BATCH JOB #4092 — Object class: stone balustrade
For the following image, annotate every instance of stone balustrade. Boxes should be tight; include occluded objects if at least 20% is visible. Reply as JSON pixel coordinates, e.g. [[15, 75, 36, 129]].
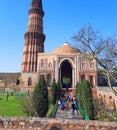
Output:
[[0, 117, 117, 130]]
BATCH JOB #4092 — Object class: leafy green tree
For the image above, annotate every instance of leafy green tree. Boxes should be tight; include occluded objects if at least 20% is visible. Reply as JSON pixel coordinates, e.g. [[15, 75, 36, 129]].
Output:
[[51, 79, 58, 105], [76, 83, 83, 108], [57, 82, 62, 99], [73, 24, 117, 96], [33, 74, 49, 117], [82, 80, 94, 119]]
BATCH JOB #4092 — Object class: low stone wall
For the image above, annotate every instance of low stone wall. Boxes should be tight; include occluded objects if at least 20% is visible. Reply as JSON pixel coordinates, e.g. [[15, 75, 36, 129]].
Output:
[[0, 117, 117, 130]]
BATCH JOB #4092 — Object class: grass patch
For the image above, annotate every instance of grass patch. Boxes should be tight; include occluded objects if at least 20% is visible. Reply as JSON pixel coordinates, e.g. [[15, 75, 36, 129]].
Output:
[[0, 95, 26, 117]]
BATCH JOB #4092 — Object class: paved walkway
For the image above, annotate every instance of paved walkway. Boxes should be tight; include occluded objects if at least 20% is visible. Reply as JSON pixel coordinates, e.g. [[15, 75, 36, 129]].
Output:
[[55, 106, 83, 120]]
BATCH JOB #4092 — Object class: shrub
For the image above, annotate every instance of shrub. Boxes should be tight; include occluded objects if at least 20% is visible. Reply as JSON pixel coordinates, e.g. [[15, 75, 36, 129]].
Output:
[[33, 74, 49, 117]]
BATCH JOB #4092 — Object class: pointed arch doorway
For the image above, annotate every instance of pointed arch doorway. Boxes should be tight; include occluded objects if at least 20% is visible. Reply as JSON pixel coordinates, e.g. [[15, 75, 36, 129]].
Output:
[[60, 60, 72, 90]]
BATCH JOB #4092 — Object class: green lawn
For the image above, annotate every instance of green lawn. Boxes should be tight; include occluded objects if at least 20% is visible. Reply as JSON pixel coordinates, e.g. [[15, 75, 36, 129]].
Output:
[[0, 95, 26, 117]]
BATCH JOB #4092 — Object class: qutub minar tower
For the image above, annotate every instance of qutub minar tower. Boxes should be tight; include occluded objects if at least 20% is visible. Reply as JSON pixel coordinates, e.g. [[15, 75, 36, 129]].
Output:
[[20, 0, 97, 94], [21, 0, 45, 73]]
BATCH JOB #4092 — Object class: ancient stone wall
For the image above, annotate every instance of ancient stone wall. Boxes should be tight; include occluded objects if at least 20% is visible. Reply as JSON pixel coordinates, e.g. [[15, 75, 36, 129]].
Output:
[[0, 117, 117, 130]]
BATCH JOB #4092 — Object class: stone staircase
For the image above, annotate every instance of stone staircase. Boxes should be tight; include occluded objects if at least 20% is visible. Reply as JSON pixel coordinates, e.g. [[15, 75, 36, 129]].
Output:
[[55, 103, 83, 120]]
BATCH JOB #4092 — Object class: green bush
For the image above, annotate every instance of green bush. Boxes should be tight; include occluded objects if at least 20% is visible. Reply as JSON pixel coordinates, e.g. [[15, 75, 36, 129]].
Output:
[[33, 75, 49, 117]]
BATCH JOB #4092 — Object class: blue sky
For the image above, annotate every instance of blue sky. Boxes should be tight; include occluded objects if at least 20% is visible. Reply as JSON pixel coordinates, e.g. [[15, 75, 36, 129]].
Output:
[[0, 0, 117, 72]]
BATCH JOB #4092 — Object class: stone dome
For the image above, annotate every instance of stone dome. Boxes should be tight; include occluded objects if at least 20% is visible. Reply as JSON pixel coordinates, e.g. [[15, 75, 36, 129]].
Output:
[[52, 42, 80, 54]]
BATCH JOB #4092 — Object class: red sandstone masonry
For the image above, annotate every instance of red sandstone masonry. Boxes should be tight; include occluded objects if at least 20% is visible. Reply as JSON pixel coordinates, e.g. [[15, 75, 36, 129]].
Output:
[[0, 117, 117, 130]]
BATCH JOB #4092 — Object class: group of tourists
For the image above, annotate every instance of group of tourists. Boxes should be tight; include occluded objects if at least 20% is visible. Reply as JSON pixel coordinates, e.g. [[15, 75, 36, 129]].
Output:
[[58, 93, 78, 115]]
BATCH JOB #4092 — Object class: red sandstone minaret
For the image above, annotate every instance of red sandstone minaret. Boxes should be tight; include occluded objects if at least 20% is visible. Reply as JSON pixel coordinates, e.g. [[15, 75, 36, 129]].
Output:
[[21, 0, 45, 72]]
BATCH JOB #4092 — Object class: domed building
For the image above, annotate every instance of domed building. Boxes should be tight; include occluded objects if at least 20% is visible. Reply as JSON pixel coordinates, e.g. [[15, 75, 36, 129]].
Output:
[[20, 0, 97, 94], [37, 43, 97, 93]]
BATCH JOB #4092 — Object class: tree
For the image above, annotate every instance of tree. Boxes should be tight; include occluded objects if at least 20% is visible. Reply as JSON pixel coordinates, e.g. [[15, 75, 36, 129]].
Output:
[[33, 74, 49, 117], [73, 24, 117, 95], [57, 82, 62, 100], [81, 80, 94, 119], [51, 79, 58, 105]]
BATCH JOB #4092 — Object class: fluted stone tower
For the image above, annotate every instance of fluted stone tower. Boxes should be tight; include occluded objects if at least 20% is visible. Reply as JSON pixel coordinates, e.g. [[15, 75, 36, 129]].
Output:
[[21, 0, 45, 73]]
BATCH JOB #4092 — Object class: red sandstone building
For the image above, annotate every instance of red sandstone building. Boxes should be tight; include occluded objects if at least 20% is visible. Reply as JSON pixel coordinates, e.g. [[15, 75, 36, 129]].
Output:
[[21, 0, 97, 93]]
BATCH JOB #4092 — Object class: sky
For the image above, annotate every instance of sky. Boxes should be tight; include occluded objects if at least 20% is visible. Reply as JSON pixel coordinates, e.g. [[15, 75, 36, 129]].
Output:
[[0, 0, 117, 72]]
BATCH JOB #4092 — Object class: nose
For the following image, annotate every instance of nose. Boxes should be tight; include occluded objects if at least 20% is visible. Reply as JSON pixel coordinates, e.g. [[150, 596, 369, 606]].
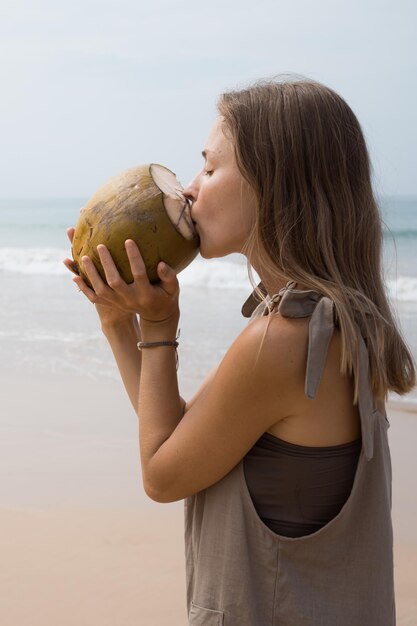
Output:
[[183, 177, 198, 202]]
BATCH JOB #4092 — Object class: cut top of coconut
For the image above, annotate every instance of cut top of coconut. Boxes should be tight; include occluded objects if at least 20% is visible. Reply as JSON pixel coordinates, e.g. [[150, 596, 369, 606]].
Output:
[[149, 163, 196, 239]]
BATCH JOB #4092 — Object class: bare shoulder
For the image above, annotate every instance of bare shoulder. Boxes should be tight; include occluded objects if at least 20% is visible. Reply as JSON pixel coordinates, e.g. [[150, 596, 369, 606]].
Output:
[[147, 310, 307, 502], [238, 314, 309, 385]]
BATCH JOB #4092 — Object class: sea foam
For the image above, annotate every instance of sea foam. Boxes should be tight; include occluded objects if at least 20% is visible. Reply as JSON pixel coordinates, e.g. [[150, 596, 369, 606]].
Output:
[[0, 248, 417, 302]]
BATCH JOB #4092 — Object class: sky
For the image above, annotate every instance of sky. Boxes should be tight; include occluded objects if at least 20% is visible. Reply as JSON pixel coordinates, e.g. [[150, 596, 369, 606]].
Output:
[[0, 0, 417, 198]]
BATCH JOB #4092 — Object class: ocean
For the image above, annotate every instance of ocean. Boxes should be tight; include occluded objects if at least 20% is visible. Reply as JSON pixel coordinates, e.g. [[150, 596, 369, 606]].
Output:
[[0, 197, 417, 402]]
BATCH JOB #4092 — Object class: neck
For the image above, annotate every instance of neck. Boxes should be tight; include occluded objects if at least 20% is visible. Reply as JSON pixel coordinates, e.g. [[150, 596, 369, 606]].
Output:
[[251, 256, 310, 296], [252, 264, 290, 296]]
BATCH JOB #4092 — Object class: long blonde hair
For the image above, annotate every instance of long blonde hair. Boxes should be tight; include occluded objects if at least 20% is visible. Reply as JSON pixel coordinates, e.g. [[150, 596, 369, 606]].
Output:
[[218, 77, 416, 402]]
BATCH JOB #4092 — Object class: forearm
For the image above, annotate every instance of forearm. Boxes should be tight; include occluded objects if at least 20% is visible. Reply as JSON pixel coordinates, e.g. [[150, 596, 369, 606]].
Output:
[[138, 319, 184, 495], [102, 315, 142, 413]]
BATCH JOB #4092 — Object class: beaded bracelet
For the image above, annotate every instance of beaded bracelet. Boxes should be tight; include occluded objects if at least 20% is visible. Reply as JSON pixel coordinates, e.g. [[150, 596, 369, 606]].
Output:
[[136, 329, 180, 369]]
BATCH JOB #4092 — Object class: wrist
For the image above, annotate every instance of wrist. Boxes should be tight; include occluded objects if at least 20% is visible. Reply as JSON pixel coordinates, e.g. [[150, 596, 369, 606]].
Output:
[[140, 314, 180, 341], [101, 313, 140, 337]]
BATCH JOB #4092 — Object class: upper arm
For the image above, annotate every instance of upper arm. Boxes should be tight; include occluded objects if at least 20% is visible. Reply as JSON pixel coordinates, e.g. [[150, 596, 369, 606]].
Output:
[[184, 365, 219, 413], [148, 318, 300, 502]]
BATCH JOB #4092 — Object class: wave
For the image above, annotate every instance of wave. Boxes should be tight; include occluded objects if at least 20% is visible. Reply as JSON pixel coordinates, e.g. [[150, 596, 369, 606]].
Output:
[[0, 248, 417, 302], [0, 248, 258, 291]]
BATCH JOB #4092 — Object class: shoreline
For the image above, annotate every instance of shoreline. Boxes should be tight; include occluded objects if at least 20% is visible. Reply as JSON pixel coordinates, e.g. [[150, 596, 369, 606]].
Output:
[[0, 371, 417, 626]]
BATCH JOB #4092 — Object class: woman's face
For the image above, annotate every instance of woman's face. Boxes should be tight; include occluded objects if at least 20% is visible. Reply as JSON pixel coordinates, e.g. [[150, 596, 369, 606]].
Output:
[[184, 118, 256, 259]]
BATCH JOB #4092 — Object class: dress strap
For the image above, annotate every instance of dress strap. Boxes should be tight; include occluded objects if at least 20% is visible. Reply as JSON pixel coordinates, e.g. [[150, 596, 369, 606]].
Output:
[[242, 281, 334, 399], [242, 281, 378, 460]]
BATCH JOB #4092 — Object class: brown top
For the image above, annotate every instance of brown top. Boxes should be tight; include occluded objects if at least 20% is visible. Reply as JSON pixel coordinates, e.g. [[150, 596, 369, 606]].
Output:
[[184, 283, 395, 626], [243, 433, 362, 537]]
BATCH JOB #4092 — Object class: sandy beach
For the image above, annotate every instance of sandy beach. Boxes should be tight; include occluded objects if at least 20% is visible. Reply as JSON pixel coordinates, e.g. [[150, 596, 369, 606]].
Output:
[[0, 372, 417, 626]]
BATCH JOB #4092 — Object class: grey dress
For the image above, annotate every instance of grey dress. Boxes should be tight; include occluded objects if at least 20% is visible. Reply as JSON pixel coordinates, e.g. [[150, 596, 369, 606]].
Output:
[[184, 283, 395, 626]]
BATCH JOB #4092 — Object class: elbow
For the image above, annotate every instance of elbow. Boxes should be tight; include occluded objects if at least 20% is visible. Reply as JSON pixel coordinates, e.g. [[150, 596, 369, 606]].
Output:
[[143, 472, 181, 504]]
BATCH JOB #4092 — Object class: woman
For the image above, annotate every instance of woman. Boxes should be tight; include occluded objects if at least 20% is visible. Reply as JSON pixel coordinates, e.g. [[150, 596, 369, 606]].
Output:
[[65, 75, 415, 626]]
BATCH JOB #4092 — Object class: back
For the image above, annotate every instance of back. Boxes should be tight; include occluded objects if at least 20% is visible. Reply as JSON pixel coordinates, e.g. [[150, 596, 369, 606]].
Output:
[[185, 285, 395, 626]]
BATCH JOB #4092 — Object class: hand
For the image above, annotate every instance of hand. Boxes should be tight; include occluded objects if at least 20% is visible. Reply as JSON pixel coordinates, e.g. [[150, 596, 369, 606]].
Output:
[[64, 228, 179, 325]]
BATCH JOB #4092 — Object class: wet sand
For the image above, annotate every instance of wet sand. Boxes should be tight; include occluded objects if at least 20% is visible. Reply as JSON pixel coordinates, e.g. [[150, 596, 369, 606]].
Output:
[[0, 372, 417, 626]]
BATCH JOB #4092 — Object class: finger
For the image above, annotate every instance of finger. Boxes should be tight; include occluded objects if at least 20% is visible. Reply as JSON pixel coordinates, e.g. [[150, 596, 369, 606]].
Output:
[[157, 261, 179, 295], [125, 239, 150, 288], [63, 259, 78, 276], [97, 244, 127, 291], [81, 256, 111, 298], [67, 228, 75, 243]]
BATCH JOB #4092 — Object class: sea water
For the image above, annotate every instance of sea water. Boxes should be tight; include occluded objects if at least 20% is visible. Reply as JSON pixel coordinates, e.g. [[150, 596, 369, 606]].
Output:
[[0, 197, 417, 401]]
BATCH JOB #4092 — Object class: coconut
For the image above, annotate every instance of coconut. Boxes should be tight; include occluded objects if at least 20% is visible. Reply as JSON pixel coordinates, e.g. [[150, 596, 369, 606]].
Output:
[[72, 163, 199, 287]]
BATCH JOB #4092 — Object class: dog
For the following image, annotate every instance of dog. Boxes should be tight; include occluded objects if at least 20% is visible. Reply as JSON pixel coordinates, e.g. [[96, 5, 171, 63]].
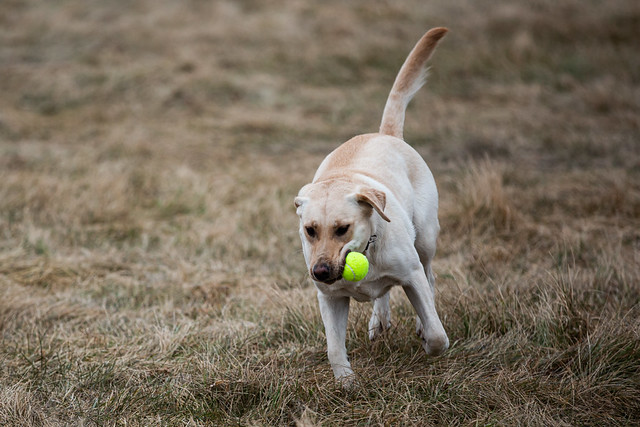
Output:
[[294, 28, 449, 385]]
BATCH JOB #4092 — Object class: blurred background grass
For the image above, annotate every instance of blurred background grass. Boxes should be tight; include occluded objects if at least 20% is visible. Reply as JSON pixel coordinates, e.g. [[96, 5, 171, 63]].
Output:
[[0, 0, 640, 425]]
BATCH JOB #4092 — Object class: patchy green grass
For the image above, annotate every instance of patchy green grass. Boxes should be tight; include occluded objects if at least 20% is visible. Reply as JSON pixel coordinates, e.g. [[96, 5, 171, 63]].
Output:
[[0, 0, 640, 426]]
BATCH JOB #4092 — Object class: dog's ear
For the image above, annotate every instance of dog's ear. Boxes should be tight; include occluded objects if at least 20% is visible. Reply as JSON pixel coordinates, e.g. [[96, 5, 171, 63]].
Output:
[[356, 187, 391, 222], [293, 184, 311, 216]]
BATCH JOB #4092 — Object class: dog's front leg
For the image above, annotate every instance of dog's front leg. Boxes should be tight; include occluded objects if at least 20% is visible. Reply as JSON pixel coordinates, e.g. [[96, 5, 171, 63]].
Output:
[[318, 291, 353, 385], [403, 268, 449, 356]]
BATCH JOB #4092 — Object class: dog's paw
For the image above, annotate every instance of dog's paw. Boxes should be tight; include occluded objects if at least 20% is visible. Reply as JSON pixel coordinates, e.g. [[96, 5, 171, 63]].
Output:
[[416, 317, 449, 356]]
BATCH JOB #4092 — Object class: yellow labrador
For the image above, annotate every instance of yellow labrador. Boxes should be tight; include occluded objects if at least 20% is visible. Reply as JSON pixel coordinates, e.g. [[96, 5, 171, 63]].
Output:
[[295, 28, 449, 384]]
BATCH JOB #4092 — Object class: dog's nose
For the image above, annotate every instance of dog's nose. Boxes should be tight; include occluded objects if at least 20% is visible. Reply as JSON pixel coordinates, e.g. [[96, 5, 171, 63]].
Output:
[[312, 262, 331, 282]]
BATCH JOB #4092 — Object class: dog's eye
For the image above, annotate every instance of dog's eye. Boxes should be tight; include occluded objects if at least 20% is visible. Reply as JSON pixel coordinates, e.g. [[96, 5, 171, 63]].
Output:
[[336, 224, 349, 237], [304, 227, 316, 238]]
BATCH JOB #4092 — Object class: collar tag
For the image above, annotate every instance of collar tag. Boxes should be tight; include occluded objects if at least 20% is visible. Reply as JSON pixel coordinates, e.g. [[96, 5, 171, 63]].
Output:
[[363, 234, 378, 252]]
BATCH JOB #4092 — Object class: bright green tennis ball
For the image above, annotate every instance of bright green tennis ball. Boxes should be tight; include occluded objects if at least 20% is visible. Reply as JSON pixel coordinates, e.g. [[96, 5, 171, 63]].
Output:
[[342, 252, 369, 282]]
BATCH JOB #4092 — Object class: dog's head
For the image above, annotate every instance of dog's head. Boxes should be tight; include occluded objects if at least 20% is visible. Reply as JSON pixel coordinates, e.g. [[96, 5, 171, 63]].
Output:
[[295, 181, 389, 285]]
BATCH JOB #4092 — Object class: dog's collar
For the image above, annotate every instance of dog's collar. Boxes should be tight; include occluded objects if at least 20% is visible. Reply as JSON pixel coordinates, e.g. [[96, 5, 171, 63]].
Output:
[[362, 234, 378, 253]]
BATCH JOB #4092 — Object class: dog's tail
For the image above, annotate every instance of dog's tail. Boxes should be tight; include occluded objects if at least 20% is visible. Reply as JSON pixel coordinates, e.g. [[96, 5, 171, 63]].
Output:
[[380, 27, 449, 139]]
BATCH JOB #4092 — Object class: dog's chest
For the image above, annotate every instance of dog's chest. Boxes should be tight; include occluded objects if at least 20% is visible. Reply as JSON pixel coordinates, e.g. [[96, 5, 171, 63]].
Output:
[[316, 278, 398, 302]]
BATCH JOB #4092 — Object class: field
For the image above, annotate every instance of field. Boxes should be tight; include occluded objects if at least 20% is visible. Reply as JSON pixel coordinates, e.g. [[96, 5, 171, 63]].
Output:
[[0, 0, 640, 426]]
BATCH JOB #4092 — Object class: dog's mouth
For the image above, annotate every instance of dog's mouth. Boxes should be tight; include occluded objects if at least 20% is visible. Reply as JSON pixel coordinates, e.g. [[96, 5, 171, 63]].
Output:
[[310, 249, 351, 285]]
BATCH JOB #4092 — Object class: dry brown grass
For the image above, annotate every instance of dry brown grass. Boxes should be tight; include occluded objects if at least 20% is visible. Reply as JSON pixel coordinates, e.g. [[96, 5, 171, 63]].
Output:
[[0, 0, 640, 426]]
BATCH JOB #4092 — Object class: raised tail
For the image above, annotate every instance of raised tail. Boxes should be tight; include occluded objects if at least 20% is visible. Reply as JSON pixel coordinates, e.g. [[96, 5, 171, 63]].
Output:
[[380, 27, 449, 139]]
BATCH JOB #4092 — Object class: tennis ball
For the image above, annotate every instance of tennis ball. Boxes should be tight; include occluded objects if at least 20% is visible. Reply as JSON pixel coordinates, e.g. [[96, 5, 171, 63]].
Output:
[[342, 252, 369, 282]]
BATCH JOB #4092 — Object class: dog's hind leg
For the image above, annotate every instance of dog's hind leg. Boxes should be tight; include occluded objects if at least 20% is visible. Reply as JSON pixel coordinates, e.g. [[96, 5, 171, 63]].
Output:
[[369, 292, 391, 341]]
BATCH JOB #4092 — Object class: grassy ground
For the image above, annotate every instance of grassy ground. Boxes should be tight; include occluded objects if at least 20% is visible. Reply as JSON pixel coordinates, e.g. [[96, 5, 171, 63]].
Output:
[[0, 0, 640, 426]]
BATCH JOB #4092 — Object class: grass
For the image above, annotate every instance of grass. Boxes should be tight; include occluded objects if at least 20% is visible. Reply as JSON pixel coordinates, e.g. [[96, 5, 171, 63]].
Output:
[[0, 0, 640, 426]]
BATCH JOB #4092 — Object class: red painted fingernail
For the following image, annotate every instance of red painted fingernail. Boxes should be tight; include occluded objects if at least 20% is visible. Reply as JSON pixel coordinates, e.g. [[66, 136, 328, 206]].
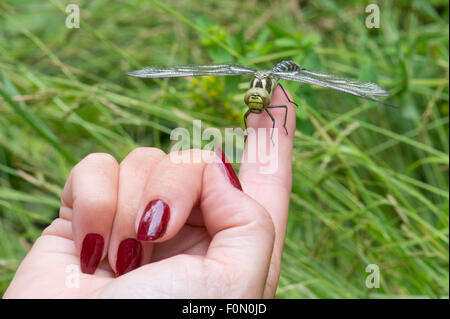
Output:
[[116, 238, 142, 276], [216, 147, 242, 190], [137, 199, 170, 241], [80, 233, 105, 275]]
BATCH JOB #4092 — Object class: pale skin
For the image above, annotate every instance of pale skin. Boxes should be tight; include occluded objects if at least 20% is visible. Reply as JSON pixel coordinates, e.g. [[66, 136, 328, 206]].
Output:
[[4, 87, 295, 298]]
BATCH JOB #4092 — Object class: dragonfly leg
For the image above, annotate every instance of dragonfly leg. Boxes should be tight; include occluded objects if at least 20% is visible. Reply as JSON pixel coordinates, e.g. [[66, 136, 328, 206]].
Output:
[[266, 106, 275, 145], [266, 105, 288, 135], [244, 110, 252, 133], [278, 83, 298, 107]]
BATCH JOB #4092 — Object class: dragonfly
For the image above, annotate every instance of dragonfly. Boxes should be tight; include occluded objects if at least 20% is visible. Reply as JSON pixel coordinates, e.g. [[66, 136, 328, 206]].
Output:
[[127, 60, 392, 137]]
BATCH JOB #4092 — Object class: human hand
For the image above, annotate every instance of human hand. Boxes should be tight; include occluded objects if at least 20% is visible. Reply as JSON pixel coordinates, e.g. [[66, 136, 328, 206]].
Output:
[[4, 87, 295, 298]]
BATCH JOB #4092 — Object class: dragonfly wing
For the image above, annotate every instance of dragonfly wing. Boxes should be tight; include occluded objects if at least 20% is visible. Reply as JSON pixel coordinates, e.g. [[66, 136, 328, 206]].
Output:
[[271, 69, 392, 106], [127, 64, 255, 78]]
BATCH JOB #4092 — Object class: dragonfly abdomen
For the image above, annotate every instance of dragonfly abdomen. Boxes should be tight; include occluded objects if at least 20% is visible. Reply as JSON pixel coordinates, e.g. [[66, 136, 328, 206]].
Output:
[[272, 60, 303, 72]]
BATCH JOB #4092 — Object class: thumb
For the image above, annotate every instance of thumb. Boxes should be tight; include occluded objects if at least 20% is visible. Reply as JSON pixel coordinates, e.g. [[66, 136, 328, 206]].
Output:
[[200, 149, 275, 291]]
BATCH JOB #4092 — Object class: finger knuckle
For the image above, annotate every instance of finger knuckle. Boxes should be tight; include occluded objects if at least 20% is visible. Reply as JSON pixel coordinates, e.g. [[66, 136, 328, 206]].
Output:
[[80, 153, 118, 166], [120, 147, 165, 167]]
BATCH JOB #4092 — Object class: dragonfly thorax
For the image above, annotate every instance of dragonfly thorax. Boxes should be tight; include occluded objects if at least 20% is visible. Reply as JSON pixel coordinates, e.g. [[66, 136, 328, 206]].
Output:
[[244, 72, 273, 113]]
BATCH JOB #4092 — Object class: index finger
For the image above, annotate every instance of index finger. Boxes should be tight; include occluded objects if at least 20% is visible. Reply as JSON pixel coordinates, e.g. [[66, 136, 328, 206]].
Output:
[[239, 85, 295, 297]]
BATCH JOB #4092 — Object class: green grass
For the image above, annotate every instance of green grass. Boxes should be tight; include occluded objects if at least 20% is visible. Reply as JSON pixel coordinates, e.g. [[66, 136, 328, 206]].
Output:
[[0, 0, 449, 298]]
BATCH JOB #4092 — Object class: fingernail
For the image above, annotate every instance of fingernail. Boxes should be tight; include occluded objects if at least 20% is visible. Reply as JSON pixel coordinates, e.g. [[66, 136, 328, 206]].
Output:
[[137, 199, 170, 241], [216, 147, 242, 191], [116, 238, 142, 276], [80, 233, 105, 275]]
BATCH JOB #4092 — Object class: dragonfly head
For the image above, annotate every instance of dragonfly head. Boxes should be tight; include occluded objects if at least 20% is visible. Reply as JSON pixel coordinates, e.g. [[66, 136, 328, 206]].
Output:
[[244, 88, 270, 113]]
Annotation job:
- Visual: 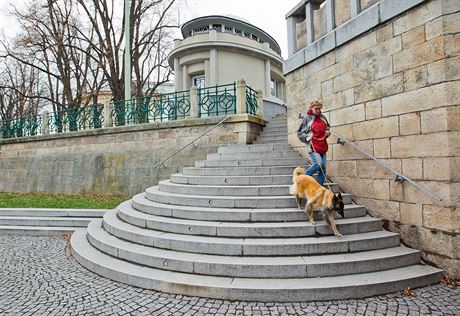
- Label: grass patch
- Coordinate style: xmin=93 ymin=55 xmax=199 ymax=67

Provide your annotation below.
xmin=0 ymin=192 xmax=130 ymax=209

++++

_Request_: Please format the part of the records that opens with the line containing "BATCH JOB #4092 — Object class: dog's nose" and closes with the line containing "[[312, 262, 331, 282]]", both lines included, as a Markdown table with the columns Row and Content. Put each line in its own numbered row and leave out any blank lines.

_Answer to the task_:
| Row | Content |
|---|---|
| 1 | BATCH JOB #4092 — Object class: dog's nose |
| 2 | For the image above, annotate every instance of dog's nose. Boxes should be tight; include occluded objects if at least 20% is visible. Reply as JSON pixel coordinates, e.g. [[96, 5, 171, 63]]. |
| 3 | Output: |
| 4 | [[312, 262, 331, 282]] |